### DESCRIPTION OF THE TASK
Find the line that contains "shaped like (378,385)."; then retype it and each line after it, exactly, through the final line of the data below.

Stored items from a collection:
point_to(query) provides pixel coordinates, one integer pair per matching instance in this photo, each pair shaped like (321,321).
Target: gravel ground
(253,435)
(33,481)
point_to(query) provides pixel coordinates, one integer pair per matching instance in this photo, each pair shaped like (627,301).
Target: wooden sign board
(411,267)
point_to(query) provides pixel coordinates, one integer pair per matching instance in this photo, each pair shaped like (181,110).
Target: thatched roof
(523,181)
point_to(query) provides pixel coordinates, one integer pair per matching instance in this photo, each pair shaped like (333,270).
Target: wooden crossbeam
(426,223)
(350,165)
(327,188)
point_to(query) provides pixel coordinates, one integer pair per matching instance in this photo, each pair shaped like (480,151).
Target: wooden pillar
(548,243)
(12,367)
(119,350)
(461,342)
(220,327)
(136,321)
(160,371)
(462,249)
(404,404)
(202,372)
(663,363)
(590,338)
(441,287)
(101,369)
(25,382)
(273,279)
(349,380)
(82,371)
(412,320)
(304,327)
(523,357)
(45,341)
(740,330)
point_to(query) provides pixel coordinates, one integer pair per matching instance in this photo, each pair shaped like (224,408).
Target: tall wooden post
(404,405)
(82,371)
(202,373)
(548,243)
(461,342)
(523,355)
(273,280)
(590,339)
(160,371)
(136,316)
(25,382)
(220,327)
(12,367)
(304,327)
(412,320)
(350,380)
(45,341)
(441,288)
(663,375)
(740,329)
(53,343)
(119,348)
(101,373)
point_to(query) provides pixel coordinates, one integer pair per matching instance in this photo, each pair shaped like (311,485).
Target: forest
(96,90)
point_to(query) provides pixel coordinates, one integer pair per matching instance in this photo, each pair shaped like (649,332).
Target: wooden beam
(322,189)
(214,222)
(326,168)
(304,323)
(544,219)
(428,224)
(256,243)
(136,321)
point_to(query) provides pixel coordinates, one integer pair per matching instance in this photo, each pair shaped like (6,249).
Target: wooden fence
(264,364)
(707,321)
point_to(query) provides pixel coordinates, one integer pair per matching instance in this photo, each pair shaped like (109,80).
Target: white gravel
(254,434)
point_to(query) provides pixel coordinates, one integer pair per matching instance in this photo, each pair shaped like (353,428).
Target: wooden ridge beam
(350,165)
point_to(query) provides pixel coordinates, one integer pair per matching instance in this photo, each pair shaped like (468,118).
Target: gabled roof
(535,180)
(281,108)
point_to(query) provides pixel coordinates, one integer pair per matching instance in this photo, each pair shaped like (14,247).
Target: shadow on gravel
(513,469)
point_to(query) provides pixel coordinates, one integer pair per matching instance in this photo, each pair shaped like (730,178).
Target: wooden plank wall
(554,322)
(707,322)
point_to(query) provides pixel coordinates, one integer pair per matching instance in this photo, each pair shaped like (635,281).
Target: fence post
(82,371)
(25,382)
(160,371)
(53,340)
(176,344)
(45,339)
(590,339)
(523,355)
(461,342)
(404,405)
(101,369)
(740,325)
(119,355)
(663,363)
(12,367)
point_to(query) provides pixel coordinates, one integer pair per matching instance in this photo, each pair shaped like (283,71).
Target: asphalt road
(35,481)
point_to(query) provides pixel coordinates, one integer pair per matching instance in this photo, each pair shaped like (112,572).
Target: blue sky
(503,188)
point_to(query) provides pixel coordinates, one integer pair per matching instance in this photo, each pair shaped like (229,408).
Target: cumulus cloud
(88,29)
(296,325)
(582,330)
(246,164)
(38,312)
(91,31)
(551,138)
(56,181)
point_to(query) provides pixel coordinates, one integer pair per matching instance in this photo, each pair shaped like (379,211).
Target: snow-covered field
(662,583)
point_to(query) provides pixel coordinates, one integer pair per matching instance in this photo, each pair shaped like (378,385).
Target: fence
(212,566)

### PROBLEM SOLUTION
point_to(query) provides pixel coordinates, one integer pair per matching instance in this photo, each pair shaped like (378,385).
Target: fence
(212,566)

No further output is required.